WORK TASK: Exact copies of all the entries below are expected in the answer.

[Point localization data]
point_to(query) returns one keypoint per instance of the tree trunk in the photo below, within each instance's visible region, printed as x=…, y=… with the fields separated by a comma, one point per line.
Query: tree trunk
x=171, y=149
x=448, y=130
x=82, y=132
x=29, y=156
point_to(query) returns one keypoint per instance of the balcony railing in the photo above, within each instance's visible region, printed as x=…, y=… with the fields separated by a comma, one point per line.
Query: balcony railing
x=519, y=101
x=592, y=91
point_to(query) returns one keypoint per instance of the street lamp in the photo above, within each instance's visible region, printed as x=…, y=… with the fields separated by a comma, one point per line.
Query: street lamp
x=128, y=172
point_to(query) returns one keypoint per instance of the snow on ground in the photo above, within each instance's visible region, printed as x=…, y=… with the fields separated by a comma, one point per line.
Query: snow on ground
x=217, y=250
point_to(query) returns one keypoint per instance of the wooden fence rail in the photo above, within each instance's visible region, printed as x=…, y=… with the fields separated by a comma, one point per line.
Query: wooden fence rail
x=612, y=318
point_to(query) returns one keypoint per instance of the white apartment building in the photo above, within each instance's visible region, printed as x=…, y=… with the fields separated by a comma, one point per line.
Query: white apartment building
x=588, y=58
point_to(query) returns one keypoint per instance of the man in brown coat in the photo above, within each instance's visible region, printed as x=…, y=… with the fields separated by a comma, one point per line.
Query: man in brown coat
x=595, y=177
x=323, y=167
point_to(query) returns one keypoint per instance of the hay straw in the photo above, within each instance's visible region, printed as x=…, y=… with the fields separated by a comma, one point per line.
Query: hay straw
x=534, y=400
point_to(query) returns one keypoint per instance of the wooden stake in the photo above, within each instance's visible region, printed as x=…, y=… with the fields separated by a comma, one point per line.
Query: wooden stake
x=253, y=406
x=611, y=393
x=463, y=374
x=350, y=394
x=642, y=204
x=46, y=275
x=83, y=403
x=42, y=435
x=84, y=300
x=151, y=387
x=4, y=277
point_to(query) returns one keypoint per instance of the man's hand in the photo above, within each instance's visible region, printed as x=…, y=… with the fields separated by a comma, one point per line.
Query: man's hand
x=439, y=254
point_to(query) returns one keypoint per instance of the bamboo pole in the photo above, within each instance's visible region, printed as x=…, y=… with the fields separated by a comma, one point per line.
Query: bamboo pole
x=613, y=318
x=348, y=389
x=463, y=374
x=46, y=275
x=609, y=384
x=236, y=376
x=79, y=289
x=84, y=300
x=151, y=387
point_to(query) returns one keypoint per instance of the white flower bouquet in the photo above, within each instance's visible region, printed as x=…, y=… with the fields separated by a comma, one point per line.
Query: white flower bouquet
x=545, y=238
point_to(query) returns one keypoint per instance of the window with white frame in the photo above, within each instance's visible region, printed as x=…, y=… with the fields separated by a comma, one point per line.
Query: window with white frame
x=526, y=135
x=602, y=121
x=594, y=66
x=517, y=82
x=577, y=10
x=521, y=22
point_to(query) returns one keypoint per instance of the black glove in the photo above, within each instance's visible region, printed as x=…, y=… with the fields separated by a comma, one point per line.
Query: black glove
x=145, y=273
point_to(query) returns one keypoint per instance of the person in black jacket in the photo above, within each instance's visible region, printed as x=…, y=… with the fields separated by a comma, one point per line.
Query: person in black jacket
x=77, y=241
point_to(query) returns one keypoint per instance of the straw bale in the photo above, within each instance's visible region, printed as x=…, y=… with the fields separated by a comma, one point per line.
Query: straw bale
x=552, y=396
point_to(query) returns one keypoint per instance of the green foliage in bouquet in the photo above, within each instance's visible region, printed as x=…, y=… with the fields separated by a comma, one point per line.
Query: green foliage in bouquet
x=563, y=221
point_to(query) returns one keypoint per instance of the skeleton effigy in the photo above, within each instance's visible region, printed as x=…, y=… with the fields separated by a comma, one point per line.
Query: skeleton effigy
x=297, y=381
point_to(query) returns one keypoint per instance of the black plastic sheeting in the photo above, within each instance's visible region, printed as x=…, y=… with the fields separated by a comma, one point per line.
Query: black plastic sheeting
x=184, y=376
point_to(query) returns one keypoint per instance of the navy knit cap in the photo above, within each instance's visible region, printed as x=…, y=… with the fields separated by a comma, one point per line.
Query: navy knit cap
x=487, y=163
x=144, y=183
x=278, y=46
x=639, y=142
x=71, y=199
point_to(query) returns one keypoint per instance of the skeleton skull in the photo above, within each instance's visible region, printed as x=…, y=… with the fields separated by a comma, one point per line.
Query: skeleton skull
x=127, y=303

TASK OUTPUT:
point_to(query) returns one keypoint per instance of the tree trunk in the photo below, within each instance's visible region, printed as x=…, y=… with the fields separated by a comma, one point per line.
Query: tree trunk
x=171, y=149
x=448, y=130
x=82, y=132
x=29, y=156
point_to(query) returns one keypoint per instance of the balcony railing in the photo above, within each instance's visible region, printed as x=…, y=… with the fields separated by a comma, one point per line.
Query: balcony railing
x=519, y=101
x=592, y=91
point_to(query) returns one keypoint per instance of the street lamp in the photo above, within each instance's visible region, printed as x=…, y=… with the fields separated by a comma, one point per line.
Query: street lamp
x=128, y=172
point_to(query) returns one keypoint per instance of the snow on ground in the photo above, within each instance's visible region, printed as x=…, y=… with the fields separated by a comma, one point per line.
Query: snow on ground
x=217, y=250
point_to(query) returns one keypoint per instance of the wooden fence rail in the photo above, within each instance's visible region, printed as x=…, y=… with the fields separated by a comma, one point per line.
Query: wooden fence rail
x=612, y=318
point_to(query) returns one keypoint per instance of the white apartment building in the photo above, within each instance's visible region, printed as x=…, y=… with the fields separated by a comma, one point per line.
Query: white apartment building
x=588, y=58
point_to(query) returns one keypoint per instance of the man in brown coat in the photo above, within each instance's visible region, printed as x=…, y=… with the fields separated by a comma, one point per line.
Query: man in brown coat
x=595, y=177
x=323, y=167
point_to(query) returns one keypoint per instance of the hay straw in the photo above, within each instance's visible region, printed as x=…, y=… with the fields separated by a comma, one point per line.
Query: hay straw
x=534, y=400
point_to(query) returns one keypoint per instance of the wooden stake in the photo above, within each instance's visible region, printed as x=…, y=… with the fields separated by a comma, one point per line.
Query: wooden stake
x=253, y=406
x=611, y=393
x=463, y=374
x=350, y=394
x=642, y=204
x=46, y=275
x=83, y=403
x=42, y=435
x=84, y=300
x=151, y=387
x=4, y=277
point_to(query) returns one keypoint per instance of the man's hand in the photo above, within each instance's visible region, printed as x=…, y=… with the fields separated by a comma, one point per line.
Query: man's hand
x=439, y=254
point_to(query) returns one keypoint per instance of the bamboo pole in the photo above, within each instance's visible region, printed as x=…, y=… with the fields separated by a comma, one point per line.
Query: bamboo pole
x=613, y=318
x=348, y=389
x=463, y=374
x=46, y=275
x=609, y=384
x=236, y=376
x=79, y=289
x=84, y=300
x=151, y=387
point_to(query) returns one keypoint per instance of the white flower bouquet in the photo above, within each instance's visible region, printed as x=…, y=… with the fields separated by a comma, one point per line.
Query: white flower bouquet
x=545, y=238
point_to(query) returns one keypoint per instance of the window with white frame in the photo above, within each instance's visible region, printed as x=…, y=… with the fields separated by a comma, one point per line.
Query: window with white frame
x=526, y=135
x=602, y=121
x=594, y=66
x=517, y=82
x=577, y=10
x=521, y=22
point_to(query) returns one keypoint per instance of the black glove in the photo above, within each instance's visible region, printed as x=…, y=… with the fields separated by a comma, one point per line.
Query: black glove
x=145, y=273
point_to(query) returns one keypoint per instance of the person in black jacket in the photo above, within each instance's visible region, printed as x=…, y=… with the fields separated by a comma, one point per line.
Query: person in black jacket
x=77, y=241
point_to(query) returns one keypoint per instance of the straw bale in the photo above, within each instance's visible region, printed as x=…, y=… with the fields separated by a comma, one point per line.
Query: straw bale
x=552, y=396
point_to(query) returns one keypoint per instance of the green foliage in bouquet in the photo above, within each instance's visible region, printed as x=…, y=… with the fields separated by a comma, one point per line.
Query: green foliage in bouquet
x=563, y=221
point_to(query) returns one keypoint per instance of the skeleton effigy in the photo above, within each instance's visible region, printed as x=…, y=… with the fields separated by a comma, one point per line.
Query: skeleton effigy
x=297, y=381
point_to(query) returns one keypoint per instance of the black plastic sheeting in the photo above, within each instance's visible region, printed as x=…, y=… with the fields separated by a comma, one point per line.
Query: black plastic sheeting
x=184, y=376
point_to(query) returns one keypoint per instance of the navy knit cap in the photo above, within each instance's visible region, printed as x=…, y=… with the fields separated by a comma, one point per line.
Query: navy knit cap
x=487, y=163
x=144, y=183
x=278, y=46
x=639, y=142
x=71, y=199
point_to(query) returns one keypoint per instance of the skeleton skull in the photo above, within each instance's visible region, printed as x=…, y=… with the fields separated by a comma, one point per line.
Query: skeleton skull
x=127, y=303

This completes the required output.